*Available records:*
==========
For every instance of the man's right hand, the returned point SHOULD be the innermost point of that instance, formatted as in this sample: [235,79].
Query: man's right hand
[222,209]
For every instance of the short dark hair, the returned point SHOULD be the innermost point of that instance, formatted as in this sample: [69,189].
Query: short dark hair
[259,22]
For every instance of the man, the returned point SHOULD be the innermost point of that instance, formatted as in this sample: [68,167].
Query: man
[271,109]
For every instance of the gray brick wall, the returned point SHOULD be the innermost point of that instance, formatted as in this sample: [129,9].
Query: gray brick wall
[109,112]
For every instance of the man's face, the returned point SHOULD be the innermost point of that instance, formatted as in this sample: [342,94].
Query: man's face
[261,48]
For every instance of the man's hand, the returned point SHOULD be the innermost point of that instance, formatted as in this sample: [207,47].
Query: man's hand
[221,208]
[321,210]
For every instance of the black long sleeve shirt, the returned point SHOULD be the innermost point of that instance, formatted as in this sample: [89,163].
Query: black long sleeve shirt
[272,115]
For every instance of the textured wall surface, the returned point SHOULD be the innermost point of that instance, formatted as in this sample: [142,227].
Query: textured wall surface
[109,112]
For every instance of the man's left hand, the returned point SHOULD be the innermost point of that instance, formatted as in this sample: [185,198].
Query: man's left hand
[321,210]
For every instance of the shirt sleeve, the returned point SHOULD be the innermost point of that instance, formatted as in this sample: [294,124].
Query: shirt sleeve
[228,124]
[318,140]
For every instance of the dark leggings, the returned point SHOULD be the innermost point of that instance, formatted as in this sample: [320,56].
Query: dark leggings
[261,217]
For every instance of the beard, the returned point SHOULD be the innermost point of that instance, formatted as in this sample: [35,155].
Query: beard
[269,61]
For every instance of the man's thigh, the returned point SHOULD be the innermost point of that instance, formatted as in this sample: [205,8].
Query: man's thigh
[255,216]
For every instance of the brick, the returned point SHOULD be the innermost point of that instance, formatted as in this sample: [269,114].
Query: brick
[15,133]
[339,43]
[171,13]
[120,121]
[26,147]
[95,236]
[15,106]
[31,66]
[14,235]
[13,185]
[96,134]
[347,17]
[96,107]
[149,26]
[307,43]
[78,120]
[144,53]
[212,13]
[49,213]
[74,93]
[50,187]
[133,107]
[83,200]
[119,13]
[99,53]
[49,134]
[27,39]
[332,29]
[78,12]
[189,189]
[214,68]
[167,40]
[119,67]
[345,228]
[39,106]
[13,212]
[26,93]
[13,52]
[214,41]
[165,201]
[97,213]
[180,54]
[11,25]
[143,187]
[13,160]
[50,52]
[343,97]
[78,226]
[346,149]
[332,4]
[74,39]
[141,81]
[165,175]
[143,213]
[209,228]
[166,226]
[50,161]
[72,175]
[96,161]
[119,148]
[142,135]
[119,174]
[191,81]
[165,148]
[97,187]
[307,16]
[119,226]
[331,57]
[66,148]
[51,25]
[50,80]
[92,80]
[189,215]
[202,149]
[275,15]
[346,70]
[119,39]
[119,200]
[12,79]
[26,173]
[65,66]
==========
*Problem description:* Output all of the data above without any alteration.

*Exercise solution:*
For every instance of the man's right hand, the returned point SHOULD be the innermost point of that instance, formatted as in this sample: [235,79].
Query: man's right hand
[222,209]
For every instance of the short dark hair, the returned point SHOULD be the innermost point of that instance, formatted as in this sample: [69,189].
Query: short dark hair
[259,22]
For every instance of the man, the returned point SHOULD be the innermost point of that instance, formatted as in this sample: [68,167].
Query: man
[271,109]
For every instance of the gray brick wall, the returned point SHOULD be the innermost point of that instance, formatted as in this sample: [129,9].
Query: gray brick wall
[109,112]
For every instance of the man's face, the returned point SHOULD be the innermost point of that instance, formatted as in this sample: [342,94].
Query: man's face
[261,48]
For every instance of the man's hand, the returned point SHOULD be the innermost point of that instance, formatted as in this sample: [207,47].
Query: man's hand
[221,208]
[321,210]
For every instance of the black long sleeve shirt, the returned point SHOULD be the innermost point of that instance, formatted as in this sample: [89,163].
Query: black long sleeve shirt
[272,115]
For every instance of the textured wall surface, the returned point SHOULD be the innermost point of that instance, formatted as in this sample: [142,227].
Query: textured wall surface
[109,112]
For every instance of the man's left hand, the returned point SHOULD be the innermost point of that instance, formatted as in this sample: [185,198].
Query: man's left hand
[321,210]
For every instance of the shirt sleeve, the returned point SHOULD be the innermost point of that instance, formatted as in this sample: [294,124].
Query: shirt sleeve
[228,124]
[318,140]
For every instance of the dark leggings, the returned point SHOULD be the innermost point of that instance, formatted as in this sample: [320,56].
Query: dark leggings
[261,217]
For every instance of the beard, the returned point SHOULD be the innermost point of that instance, formatted as in this sample: [35,155].
Query: beard
[269,61]
For every instance of the man's thigh, the returned point SHOULD be the innermost point of that instance, formatted as in this sample: [205,8].
Query: man's thigh
[255,216]
For every instance of the brick, the returned point SHOULD be the innermost point of that instance, formatted as in this sample: [269,114].
Query: brick
[15,133]
[339,43]
[171,13]
[120,121]
[26,147]
[95,236]
[15,106]
[31,66]
[14,235]
[13,185]
[96,134]
[347,17]
[96,107]
[149,26]
[307,43]
[78,120]
[144,53]
[212,13]
[49,213]
[74,93]
[50,187]
[133,107]
[83,200]
[119,13]
[99,53]
[49,134]
[27,39]
[332,29]
[78,12]
[189,189]
[214,68]
[167,40]
[119,67]
[345,228]
[39,106]
[13,212]
[26,93]
[13,52]
[214,41]
[165,201]
[97,213]
[180,54]
[11,25]
[143,187]
[13,160]
[50,52]
[343,97]
[78,226]
[346,149]
[332,4]
[74,39]
[141,81]
[165,175]
[143,213]
[209,228]
[166,226]
[50,161]
[72,175]
[96,161]
[119,148]
[142,135]
[119,174]
[191,81]
[165,148]
[97,187]
[307,16]
[119,226]
[331,57]
[66,148]
[51,25]
[50,80]
[92,80]
[189,215]
[202,149]
[275,15]
[346,70]
[119,39]
[119,200]
[12,79]
[26,173]
[65,66]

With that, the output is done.